BEGIN MATERIAL SHOWN
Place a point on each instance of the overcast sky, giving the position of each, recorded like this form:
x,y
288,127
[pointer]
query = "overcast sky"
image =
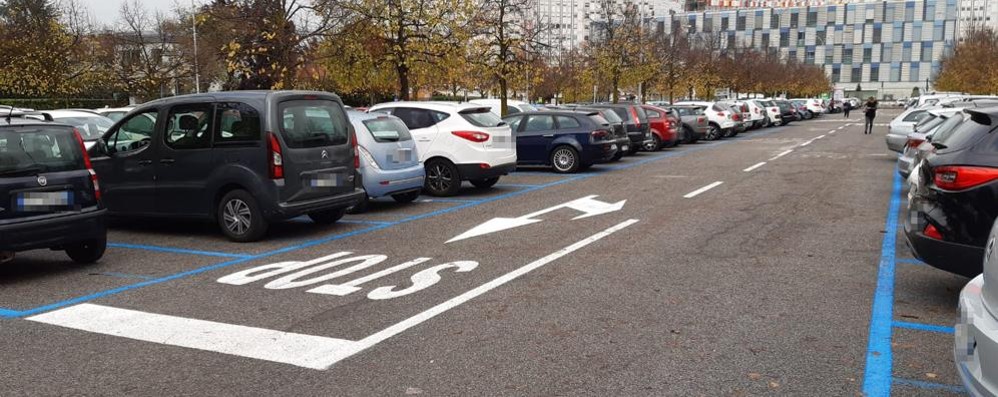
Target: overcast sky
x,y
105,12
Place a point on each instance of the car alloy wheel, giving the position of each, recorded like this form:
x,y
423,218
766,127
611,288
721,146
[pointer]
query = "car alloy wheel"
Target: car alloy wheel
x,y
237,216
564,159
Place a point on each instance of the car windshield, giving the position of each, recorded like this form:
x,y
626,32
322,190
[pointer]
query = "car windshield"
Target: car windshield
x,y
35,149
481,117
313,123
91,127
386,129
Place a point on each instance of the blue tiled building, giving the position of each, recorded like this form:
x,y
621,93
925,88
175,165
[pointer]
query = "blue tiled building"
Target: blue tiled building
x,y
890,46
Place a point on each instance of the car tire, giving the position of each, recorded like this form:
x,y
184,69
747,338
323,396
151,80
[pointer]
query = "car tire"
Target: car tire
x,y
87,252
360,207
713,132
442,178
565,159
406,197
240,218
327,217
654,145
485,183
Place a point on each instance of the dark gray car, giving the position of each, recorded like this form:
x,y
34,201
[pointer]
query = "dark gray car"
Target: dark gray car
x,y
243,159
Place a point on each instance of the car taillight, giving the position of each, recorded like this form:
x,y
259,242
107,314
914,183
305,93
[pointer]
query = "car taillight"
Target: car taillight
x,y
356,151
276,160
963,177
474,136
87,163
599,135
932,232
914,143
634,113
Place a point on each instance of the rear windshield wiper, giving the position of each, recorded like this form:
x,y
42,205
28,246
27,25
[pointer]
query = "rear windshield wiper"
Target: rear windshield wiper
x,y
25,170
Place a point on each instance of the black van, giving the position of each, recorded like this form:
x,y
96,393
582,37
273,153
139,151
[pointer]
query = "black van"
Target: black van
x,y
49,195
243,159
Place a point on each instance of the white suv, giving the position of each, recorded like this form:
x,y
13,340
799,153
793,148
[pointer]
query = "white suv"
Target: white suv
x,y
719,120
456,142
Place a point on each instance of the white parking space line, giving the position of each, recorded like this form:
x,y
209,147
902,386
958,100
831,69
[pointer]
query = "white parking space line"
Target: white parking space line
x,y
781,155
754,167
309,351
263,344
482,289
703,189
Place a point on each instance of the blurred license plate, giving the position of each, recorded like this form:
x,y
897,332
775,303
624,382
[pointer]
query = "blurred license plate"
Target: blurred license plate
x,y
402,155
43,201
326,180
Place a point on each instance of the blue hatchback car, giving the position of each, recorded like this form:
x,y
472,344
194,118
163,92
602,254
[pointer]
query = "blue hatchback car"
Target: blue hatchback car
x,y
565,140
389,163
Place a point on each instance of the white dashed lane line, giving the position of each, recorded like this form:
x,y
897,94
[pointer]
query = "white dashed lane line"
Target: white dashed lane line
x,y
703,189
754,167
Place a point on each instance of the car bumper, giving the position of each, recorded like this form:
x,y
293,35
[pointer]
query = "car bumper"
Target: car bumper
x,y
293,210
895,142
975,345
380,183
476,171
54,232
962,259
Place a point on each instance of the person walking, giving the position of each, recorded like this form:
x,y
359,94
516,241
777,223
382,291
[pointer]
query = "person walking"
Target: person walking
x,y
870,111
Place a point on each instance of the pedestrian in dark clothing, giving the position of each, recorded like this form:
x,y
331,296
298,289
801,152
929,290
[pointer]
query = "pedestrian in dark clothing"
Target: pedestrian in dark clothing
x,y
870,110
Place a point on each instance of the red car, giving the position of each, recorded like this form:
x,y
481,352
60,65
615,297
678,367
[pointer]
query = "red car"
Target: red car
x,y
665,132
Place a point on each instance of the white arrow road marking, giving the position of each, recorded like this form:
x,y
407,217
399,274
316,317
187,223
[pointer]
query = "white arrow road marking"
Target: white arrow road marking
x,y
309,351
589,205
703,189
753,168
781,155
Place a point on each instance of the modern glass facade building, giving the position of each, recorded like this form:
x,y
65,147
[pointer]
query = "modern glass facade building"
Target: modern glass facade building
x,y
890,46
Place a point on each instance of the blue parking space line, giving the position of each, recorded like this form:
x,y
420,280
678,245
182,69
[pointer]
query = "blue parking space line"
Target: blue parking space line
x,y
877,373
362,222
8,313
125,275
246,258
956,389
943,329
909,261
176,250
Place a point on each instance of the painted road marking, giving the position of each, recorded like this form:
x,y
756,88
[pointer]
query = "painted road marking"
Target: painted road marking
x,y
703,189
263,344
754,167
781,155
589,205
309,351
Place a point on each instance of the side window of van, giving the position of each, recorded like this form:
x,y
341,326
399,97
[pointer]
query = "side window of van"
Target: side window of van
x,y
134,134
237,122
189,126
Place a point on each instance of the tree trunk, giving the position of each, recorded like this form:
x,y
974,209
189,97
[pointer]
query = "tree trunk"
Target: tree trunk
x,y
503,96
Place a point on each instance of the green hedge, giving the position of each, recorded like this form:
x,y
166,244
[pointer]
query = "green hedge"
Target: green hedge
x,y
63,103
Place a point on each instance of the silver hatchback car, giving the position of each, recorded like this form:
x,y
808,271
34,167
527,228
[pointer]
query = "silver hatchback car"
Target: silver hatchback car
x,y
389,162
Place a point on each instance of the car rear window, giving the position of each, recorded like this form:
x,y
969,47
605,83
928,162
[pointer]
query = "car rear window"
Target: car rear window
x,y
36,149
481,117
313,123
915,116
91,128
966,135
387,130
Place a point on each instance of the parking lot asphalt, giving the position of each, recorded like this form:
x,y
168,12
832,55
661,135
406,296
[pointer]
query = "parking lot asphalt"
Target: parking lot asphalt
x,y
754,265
END MATERIAL SHOWN
WHAT IS REQUIRED: Write out all the entries again, word for word, and print no images.

FINAL ANSWER:
Place a point on each instance of the overcast sky, giving the position of each, recorded like this form:
x,y
288,127
[pointer]
query = "overcast sky"
image =
Target: overcast sky
x,y
105,12
Place a point on each instance of the car alloy wheel, giving the position of each, recorded like this form:
x,y
423,218
766,127
611,288
721,146
[pointer]
query = "car alloy wheel"
Target: car alloy wheel
x,y
237,216
564,159
Place a point on each instance of the car windshield, giving the position of each, recorded like this form:
x,y
626,32
322,190
[pointer]
query = "car windshield"
Target: car windshield
x,y
35,149
481,117
313,123
91,127
386,129
Place a point on each instance of the blue tiled building, giving the position of each, recorded like this form:
x,y
621,93
925,88
175,165
[pointer]
query = "blue tiled building"
Target: blue tiled building
x,y
890,46
Place a point on each instance of the car tire, giving the position of each, recorded like this form:
x,y
184,69
747,338
323,396
151,80
[pointer]
query = "car tire"
Target: car tire
x,y
87,252
360,207
713,132
442,178
565,159
406,197
240,218
327,217
654,145
485,183
Place a point on each instance of the dark gray car, giving the position of each, recorded like this form:
x,y
34,201
[pointer]
query = "dark gray car"
Target: dark gray car
x,y
243,159
Place a point on each instance of the car taillight, giving the position of each, recorded like this form:
x,y
259,242
107,314
914,183
305,93
[pointer]
query = "car taillight"
Target: car taillight
x,y
356,151
276,160
963,177
474,136
87,163
599,135
932,232
914,143
634,113
Place a point on each instance of the rear windshield wiper, giving the position of each, recorded like this form:
x,y
42,205
28,246
27,25
[pointer]
query = "rear windshield wiper"
Target: rear windshield wiper
x,y
25,170
Place a point on each instance of the black van, giving the position of each, recorded like this form:
x,y
96,393
582,37
273,153
139,151
[pointer]
query = "black van"
Target: black van
x,y
49,195
243,159
Place a point on each instance of the white suv, giving the position of each, recorded like this form:
x,y
13,340
799,153
793,148
[pointer]
query = "white suv"
Target: white suv
x,y
719,120
456,142
Place a point on each instance of the white parking space line, giving the position of each, recorded like this form:
x,y
209,147
902,386
958,100
831,69
[pointer]
query = "white parking space line"
Target: white parking space line
x,y
781,155
754,167
309,351
263,344
482,289
703,189
Place a point on each instance of the blurred license plate, giving the position of each, recorded like this form:
x,y
897,332
775,303
624,382
[pointer]
query = "blurred license plate"
Target: blurred license plate
x,y
402,155
43,201
326,180
Place a point on each instance of the blue hatchback car, giving the position of each, recorded like this form:
x,y
472,344
194,118
163,92
602,254
[pointer]
query = "blue hatchback car"
Target: blue hatchback car
x,y
565,140
389,163
Place a point on each instance of the white dashed lane line, giving the position of each, recorded like this form:
x,y
897,94
[pointer]
query = "white dashed lane line"
Target: white dashed lane line
x,y
703,189
754,167
Place a point on each instance of the car bumper, giving the position of each, recorded like this form:
x,y
293,35
[pointer]
query = "car bumper"
Target: car bumper
x,y
293,210
895,142
975,345
380,183
476,171
54,232
962,259
Place a point on each instance of the person walking, giving the position of each, recorded like this form:
x,y
359,94
516,241
777,223
382,291
[pointer]
query = "person walking"
Target: person walking
x,y
870,111
Place a point on each instance of the pedestrian in dark clothing, giving the position of each, recorded like this form:
x,y
331,296
298,289
801,152
929,290
[pointer]
query = "pedestrian in dark clothing"
Target: pedestrian in dark clothing
x,y
870,110
Place a point on each instance of the red car, giving the position of each, recorded like this form:
x,y
481,352
60,65
615,297
678,367
[pointer]
query = "red car"
Target: red car
x,y
665,132
Place a point on each instance of the white arrow road marking, giving the position of each, recorded like this form:
x,y
407,217
399,274
316,317
187,223
[pointer]
query = "white arrow road marking"
Target: white arrow road marking
x,y
309,351
589,205
703,189
753,168
781,155
Place a point on each instance of the modern glass facade building, giving the position of each, recorded like this form:
x,y
65,147
[pointer]
query = "modern glass facade building"
Target: modern glass facade building
x,y
890,46
Place a point on each instance of the blue parking space line, giving the position of each, recorded like this form:
x,y
420,280
678,245
182,69
[pointer]
query = "blue parking space line"
Target: blue parking space line
x,y
877,373
362,222
8,313
125,275
246,258
956,389
943,329
909,261
176,250
Place a point on each instance of the painted road marking, giving the position of each, recorded like this form:
x,y
756,88
[pointer]
query = "painted road marking"
Target: painted road marking
x,y
703,189
263,344
754,167
781,155
589,205
309,351
Place a point on each instance of the side window of van, giving the position of each, recorded like this form:
x,y
341,326
399,97
[pointer]
query = "side window of van"
Target: side window of van
x,y
134,134
237,122
189,126
Place a point on each instance of the tree trunk, giving the position of each, recorded like this form:
x,y
974,209
189,97
[pointer]
query = "tree trunk"
Target: tree trunk
x,y
503,96
Place a point on each instance of the green hedge, giving the position of each, recorded like this form:
x,y
166,244
[pointer]
query = "green hedge"
Target: green hedge
x,y
63,103
Place a point on each instance of the silver hatchback car, giving the position of each, recorded like this form:
x,y
808,271
34,167
527,228
[pointer]
query = "silver hatchback car"
Target: silver hatchback car
x,y
389,162
Place a point on each instance of the car rear window, giving the position of each, recorded like this form:
x,y
969,47
605,83
928,162
[pointer]
query = "car rear window"
Target: car rear window
x,y
36,149
481,117
313,123
915,116
91,128
966,135
387,130
Place a point on each instance of the parking lot asphalt, giving the position of each, recorded like this form:
x,y
168,12
832,55
661,135
406,296
[pointer]
query = "parking lot asphalt"
Target: parking lot asphalt
x,y
754,265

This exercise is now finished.